# OBJECTIVES
**A)** In the blog post about April and Paris, at which location was the flea market the writer visited?
**B)** Please copy the blog post about April and Paris word for word, from "Okay. It turns" to "things these days?".
**C)** Write the next part of the blog post about April and Paris, picking up after its final sentence.

# DOCUMENT EXCERPT
--- Start ---
Wednesday, April 22, 2015

April and Paris and Some Other Stuff

"I am at the moment writing a lengthy indictment against our century. When my brain begins to reel from my literary labors, I make an occasional cheese dip.” - John Kennedy Toole

OMGYOUGUYS. It's time for my monthly blog post. I'm really killing it this year. I figure one a month and then MyBloWriMo in November again, and I've got a real thing going here.

So let's talk about April!

Son of a gun. I just took a sip of my coffee and realised that I forgot to boil the water in the kettle before pouring it in. WHAT FOUL BEAST IS THIS CUP!

Ah, well. Too lazy to get up and fix it. *slurp*

Okay. It turns out I have very little to say about April. Or possibly too much, and can't be bothered with the effort of applying all those words to paper screen. Also I worry about putting too many words here, because isn't that a thing that causes people to lose interest in things these days?

So on that note: Hey! Pictures!

We went to Paris the weekend before Easter and it was lovely. I forgot how lovely it was. I don't know why I don't go more often, it's so ridiculously close. That's actually probably why: when a weekend can be spared for a city break, there's a sense of 'I can go to Paris anytime! It's right there! But Berlin, on the other hand, is totally new to me...!'

This time, though, an exception was made because the Eurostar vouchers in our grubby little paws required us to go. And I'm glad they did. Just LOOK at the place:

They've got buildings and stuff.

This visit was particularly exciting because I recently acquired a new lens - an absolute stunner of a telephoto (thank you, Uncle John! I love it too much!!) - and I couldn't wait to give it a go. It meant I could photograph all the people I wanted from a masterful, unobserved distance. A dream come true! Usually I'd have to get right up in people's faces to get a good shot, which made me tons of friends. 

Do you know what I think my favourite thing in France is? The flea markets. The combination of charm and junk is just bar-none. You can really find some spectacular trinkets, and the flea market at Place d'Aligre was no exception. It was chock-FULL of stuff I didn't need but desperately wanted. It also had produce, but as a tourist staying in a hotel, there was little point to perusing those gems, other than to note the proliferation (and consequent affordability) of white asparagus, with a half-second thought spared to whether they'd fare well in a suitcase. 

Speaking of: I took some photos of all that gorgeous veg but they look like every other farmer's market photo in the history of farmer's market photos. Is there any way to shoot a food market that's remotely unique or interesting?  I mean, really, how many pictures of piles of citrus, layers of sausages, mounds of cheese, and stacks of vintage crates does the world need? I for one am all full up.
--- End ---
# RAW DATA
--- Start ---
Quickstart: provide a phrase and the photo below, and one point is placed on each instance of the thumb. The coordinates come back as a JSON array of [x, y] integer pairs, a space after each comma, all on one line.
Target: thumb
--- End ---
# ANSWERS BY TASK
**A)** Place d'Aligre

**B)**
Okay. It turns out I have very little to say about April. Or possibly too much, and can't be bothered with the effort of applying all those words to paper screen. Also I worry about putting too many words here, because isn't that a thing that causes people to lose interest in things these days?

**C)**
But them people: 

I like to imagine that the guys in the top right photo are comparing their purchases: 'You paid HOW much for that gilded mirror?? That's it, I'm returning mine. I got robbed.'

 Paris has got food, too!:

We had gorgeous smoked meat at The Beast, a pizza picnic on the canal with Pink Flamingo, oysters at Paris Peche, carnitas at L'Adelita, and a stunning brunch at Claus. Also, bistros and stuff. Maybe all we did was eat, now that I think of it. 

When the sun comes out, the canal turns into a giant picnic:
Paris, London, Buenos Aires: all filled with unbearably hip cats.

Oooh, hey! We went to a museum! See! We ARE class.

 Look at this clock. Just LOOK at it. My new lens is insane. I think we also saw art, like paintings and sculptures and stuff.

You guys want to play caption contest? Because these works are begging for it: 

My dollhouses! Ruined! 

Has anyone seen my monocle?

Museums. What a comedy.

In other news, London has really been pulling out the stops lately. You can see the sky (it's blue!) and there's a sun, and it even seems like the weather is inching up, degree by degree, though I'm terrified of saying so, lest it all slip immediately underfoot and we're plunged back into winter. 

Want to see a picture of a beautiful girl? This is Katie. She is good and kind and funny and a librarian and a writer, so right away we have almost nothing in common. We recently went to a quilting workshop (we retired nearly immediately) and last weekend we hit Tate Modern (where the below was snapped) and soon we will be checking out the Liverpool Street Station archaeology project (they're excavating a burial ground! Called Bedlam!* With 20,000 bodies, they think!).

So yeah, I think it's safe to say we know how to have a good time.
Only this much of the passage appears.